Entries taken from a collection:

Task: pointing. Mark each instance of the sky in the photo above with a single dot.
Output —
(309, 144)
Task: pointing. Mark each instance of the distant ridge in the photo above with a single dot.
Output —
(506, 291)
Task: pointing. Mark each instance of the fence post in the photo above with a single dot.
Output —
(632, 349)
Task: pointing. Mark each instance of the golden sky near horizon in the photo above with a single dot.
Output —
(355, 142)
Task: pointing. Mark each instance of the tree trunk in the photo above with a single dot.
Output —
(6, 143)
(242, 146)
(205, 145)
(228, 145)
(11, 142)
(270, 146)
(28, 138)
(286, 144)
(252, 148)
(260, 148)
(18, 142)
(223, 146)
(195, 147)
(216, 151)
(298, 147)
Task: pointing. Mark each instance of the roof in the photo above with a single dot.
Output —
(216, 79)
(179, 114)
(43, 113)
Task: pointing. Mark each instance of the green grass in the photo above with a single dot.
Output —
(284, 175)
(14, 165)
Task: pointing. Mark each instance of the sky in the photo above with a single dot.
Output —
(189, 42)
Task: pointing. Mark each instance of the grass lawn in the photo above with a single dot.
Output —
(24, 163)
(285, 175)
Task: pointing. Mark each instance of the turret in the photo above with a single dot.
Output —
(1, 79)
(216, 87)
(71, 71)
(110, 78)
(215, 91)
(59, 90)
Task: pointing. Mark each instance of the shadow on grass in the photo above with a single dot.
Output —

▶ _WORK ORDER_:
The answer must be an exact reproduction of all the records.

▶ _SOLVED EXERCISE_:
Task: pointing. Mark each instance of the sky in the photo above with a single dot.
Output —
(309, 144)
Task: pointing. Mark each instance of the distant ridge in the photo above with a single dot.
Output —
(506, 291)
Task: pointing. Mark each instance of the fence post in the photo above with a single dot.
Output —
(632, 349)
Task: pointing. Mark each instance of the golden sky near horizon in the photo above with a single dot.
Output —
(355, 142)
Task: pointing. Mark each instance of the tree trunk in the photo above with a single dot.
Output —
(6, 143)
(242, 146)
(205, 145)
(228, 145)
(11, 142)
(270, 146)
(28, 138)
(286, 144)
(252, 148)
(260, 148)
(18, 142)
(223, 146)
(195, 147)
(216, 151)
(298, 147)
Task: pointing. Mark each instance of the roof in the photo above with a single dot.
Output —
(216, 79)
(179, 114)
(43, 113)
Task: pointing. Mark each instance of the green grass in the photo above with a single dot.
Output —
(284, 175)
(14, 165)
Task: pointing. Mark each instance of the sky in the photo above with a single dot.
Output —
(189, 42)
Task: pointing. Mark each instance of the grass lawn in the photo above with a single dot.
Output —
(24, 163)
(285, 175)
Task: pointing. Mark each instance of the turret in the photo above with a single dot.
Output —
(1, 79)
(216, 87)
(71, 71)
(110, 78)
(215, 91)
(59, 90)
Task: pointing. Mark each instance of the shadow on grass in the photo above with a single dot.
Output —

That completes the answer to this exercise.